> _GIVEN TEXT_:
Speculation is mounting that the White House is set to suspend the processing of non-immigrant work visas in an effort to protect jobs for Americans amid the economic rout brought about by the COVID-19 pandemic.
The order will impact new H-1B visa seekers, in addition to L1 category for intercompany transfers as well as seasonal workers (H2B) and short term workers (J1). However, work visas under the NAFTA agreement will remain unscathed.
Some analysts say the executive order, expected to be announced sometime this week, will likely result in the kind of situation created following the imposition of the travel ban on several Islamic countries in 2017.
Over the past two months, the Donald Trump administration has suspended the processing of new immigrant visas and banned asylum-seekers.
Trump’s advisors are reportedly arguing that there is no point in allowing foreigners to acquire American jobs at a time when more than 20 million Americans have signed up for unemployment benefits.
The order will leave Silicon Valley firms in trouble as they are heavily dependent on H1B workers to protect their lead in the global technology marketplace.
Thomas Donohue, CEO of the US Chamber of Commerce, has written a letter to President Trump, warning him that such an order would halt ‘innovation’, blunting the luster of American firms in the global marketplace.

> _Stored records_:
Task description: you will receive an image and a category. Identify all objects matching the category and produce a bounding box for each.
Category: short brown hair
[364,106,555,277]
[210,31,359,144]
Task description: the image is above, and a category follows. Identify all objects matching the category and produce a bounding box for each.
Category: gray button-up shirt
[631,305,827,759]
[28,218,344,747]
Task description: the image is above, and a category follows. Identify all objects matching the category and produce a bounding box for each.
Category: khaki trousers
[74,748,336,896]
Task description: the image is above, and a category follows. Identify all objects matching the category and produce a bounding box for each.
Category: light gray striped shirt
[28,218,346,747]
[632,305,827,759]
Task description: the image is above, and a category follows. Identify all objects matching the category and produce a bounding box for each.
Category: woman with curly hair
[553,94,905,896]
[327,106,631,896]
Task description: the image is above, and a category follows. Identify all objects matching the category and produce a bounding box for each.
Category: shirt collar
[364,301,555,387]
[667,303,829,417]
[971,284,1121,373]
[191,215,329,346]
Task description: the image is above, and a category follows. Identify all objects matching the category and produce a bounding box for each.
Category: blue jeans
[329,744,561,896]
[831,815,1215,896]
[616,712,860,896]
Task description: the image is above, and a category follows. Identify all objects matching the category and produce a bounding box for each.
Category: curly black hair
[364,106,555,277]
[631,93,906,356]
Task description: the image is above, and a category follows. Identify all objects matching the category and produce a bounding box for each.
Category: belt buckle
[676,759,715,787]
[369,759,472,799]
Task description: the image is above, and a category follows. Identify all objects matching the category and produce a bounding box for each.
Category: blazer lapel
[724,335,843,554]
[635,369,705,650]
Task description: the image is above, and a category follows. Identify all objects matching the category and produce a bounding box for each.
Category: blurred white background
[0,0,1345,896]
==
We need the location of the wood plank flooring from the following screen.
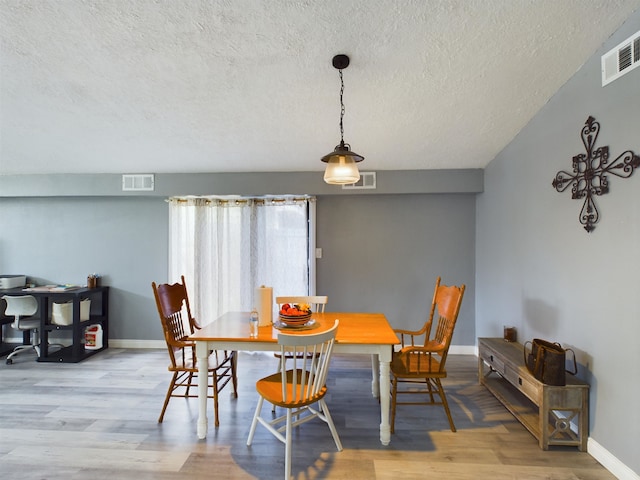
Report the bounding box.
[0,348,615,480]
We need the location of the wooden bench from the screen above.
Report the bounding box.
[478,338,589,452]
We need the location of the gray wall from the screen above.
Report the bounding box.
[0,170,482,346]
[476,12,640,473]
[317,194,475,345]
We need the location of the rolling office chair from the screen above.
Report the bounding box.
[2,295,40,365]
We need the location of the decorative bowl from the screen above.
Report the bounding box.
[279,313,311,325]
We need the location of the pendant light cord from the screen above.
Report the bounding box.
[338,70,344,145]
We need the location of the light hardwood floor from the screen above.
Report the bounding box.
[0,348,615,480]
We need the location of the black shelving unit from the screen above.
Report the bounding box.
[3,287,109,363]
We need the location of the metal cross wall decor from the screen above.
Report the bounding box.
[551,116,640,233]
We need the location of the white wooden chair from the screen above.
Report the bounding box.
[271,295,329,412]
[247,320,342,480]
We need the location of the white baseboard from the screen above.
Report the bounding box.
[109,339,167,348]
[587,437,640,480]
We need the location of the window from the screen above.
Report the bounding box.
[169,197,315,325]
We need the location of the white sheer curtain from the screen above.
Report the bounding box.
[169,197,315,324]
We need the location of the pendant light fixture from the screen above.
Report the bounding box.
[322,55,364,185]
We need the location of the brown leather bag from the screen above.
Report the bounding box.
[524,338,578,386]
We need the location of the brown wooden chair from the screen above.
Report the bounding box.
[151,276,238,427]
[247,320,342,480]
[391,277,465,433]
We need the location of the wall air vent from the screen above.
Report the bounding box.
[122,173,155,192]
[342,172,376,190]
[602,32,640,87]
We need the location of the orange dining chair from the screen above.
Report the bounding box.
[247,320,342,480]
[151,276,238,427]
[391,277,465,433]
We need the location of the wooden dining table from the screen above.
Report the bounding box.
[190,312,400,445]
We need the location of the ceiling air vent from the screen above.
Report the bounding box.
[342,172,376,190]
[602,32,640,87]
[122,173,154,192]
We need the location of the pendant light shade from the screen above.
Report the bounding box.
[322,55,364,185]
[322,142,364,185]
...
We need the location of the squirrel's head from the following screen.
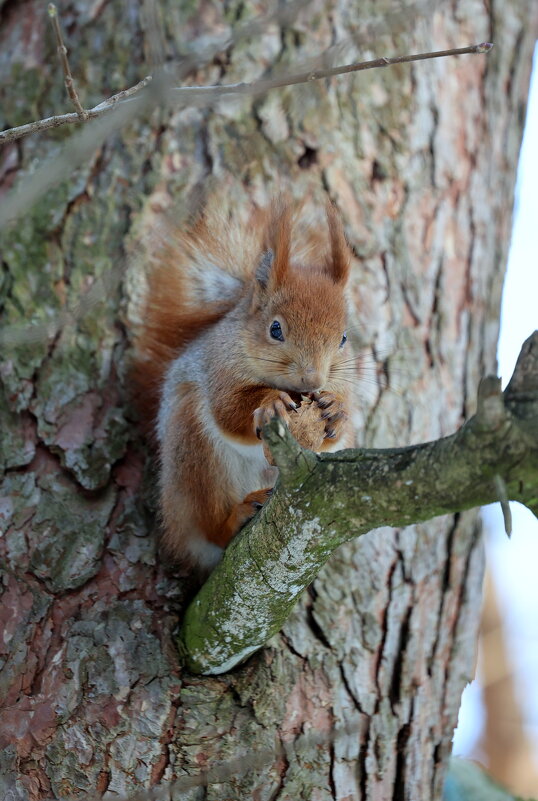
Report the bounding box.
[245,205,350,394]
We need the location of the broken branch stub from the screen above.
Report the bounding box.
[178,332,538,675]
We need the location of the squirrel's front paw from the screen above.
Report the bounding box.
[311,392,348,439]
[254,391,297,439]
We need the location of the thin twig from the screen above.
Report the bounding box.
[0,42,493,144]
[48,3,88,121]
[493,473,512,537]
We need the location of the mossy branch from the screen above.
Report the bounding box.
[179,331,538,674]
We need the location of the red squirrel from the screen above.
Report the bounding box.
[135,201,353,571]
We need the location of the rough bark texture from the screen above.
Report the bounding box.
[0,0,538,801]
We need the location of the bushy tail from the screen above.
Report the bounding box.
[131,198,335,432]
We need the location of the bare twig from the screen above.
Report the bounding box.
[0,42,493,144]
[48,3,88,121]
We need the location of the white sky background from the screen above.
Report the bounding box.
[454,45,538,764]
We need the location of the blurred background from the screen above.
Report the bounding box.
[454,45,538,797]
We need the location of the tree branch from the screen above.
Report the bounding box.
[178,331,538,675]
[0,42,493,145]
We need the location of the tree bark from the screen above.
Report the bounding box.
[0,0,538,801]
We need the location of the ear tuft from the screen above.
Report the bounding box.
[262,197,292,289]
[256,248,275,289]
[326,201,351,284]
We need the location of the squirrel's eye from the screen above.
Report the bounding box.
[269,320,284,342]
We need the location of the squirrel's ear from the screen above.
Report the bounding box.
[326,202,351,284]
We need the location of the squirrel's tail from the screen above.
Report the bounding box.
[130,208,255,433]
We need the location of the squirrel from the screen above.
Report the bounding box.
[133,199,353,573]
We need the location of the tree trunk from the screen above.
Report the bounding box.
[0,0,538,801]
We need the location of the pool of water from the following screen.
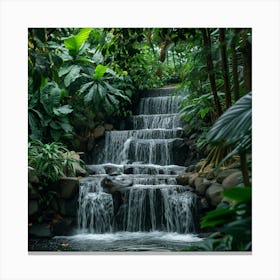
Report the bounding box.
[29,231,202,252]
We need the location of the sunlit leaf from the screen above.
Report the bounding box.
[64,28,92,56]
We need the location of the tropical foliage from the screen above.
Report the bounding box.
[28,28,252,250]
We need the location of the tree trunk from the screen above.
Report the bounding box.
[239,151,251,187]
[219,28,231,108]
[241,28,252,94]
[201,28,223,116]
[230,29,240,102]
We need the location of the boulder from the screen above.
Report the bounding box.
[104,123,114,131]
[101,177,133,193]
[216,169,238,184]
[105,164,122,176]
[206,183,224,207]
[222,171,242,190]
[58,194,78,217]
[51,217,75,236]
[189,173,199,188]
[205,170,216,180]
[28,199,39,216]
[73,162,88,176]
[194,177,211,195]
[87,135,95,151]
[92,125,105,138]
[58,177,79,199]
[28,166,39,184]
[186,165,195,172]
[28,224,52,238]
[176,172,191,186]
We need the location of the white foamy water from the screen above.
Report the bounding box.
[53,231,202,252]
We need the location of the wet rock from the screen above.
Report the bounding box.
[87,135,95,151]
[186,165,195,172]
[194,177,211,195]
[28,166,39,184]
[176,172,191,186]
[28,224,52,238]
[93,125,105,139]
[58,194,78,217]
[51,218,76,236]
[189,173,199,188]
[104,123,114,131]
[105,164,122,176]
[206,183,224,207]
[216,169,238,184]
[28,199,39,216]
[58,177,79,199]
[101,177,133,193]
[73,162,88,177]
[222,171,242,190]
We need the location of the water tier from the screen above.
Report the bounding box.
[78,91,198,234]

> _WORK ORDER A_:
Using the work visa article, decide whether each statement below agrees with it, and give yes or no plus the deciding words quoted from the article: (i) Work visas under the NAFTA agreement will also be affected by the order. (ii) More than 20 million Americans have signed up for unemployment benefits. (iii) Thomas Donohue heads the US Chamber of Commerce.
> _WORK ORDER B_:
List every visa category that the work visa article says the order will impact.
> _WORK ORDER C_:
Pick up the article on the planned suspension of work visas after its final sentence and continue it.

> _ANSWER BOX A_:
(i) No: "However, work visas under the NAFTA agreement will remain unscathed."
(ii) Yes: "more than 20 million Americans have signed up for unemployment benefits"
(iii) Yes: "Thomas Donohue, CEO of the US Chamber of Commerce"

> _ANSWER BOX B_:
H-1B (new visa seekers)
L1 (intercompany transfers)
H2B (seasonal workers)
J1 (short term workers)

> _ANSWER BOX C_:
“As the economy rebounds, American businesses will need assurances that they can meet all their workforce needs. To that end, it is crucial that they have access to talent both domestically and from around the world,” Donohue wrote.
“American businesses across multiple industries, including technology companies, accounting firms, manufacturers, among others, employ H-1B workers for the skill sets they possess that drive innovation and productivity gains within their own companies or for their clients.”
“If companies cannot hire new H-1B workers or continue to employ their current H-1B workers, innovation and productivity growth, particularly that which is achieved through patent production, they would suffer greatly to the detriment of our overall economy.”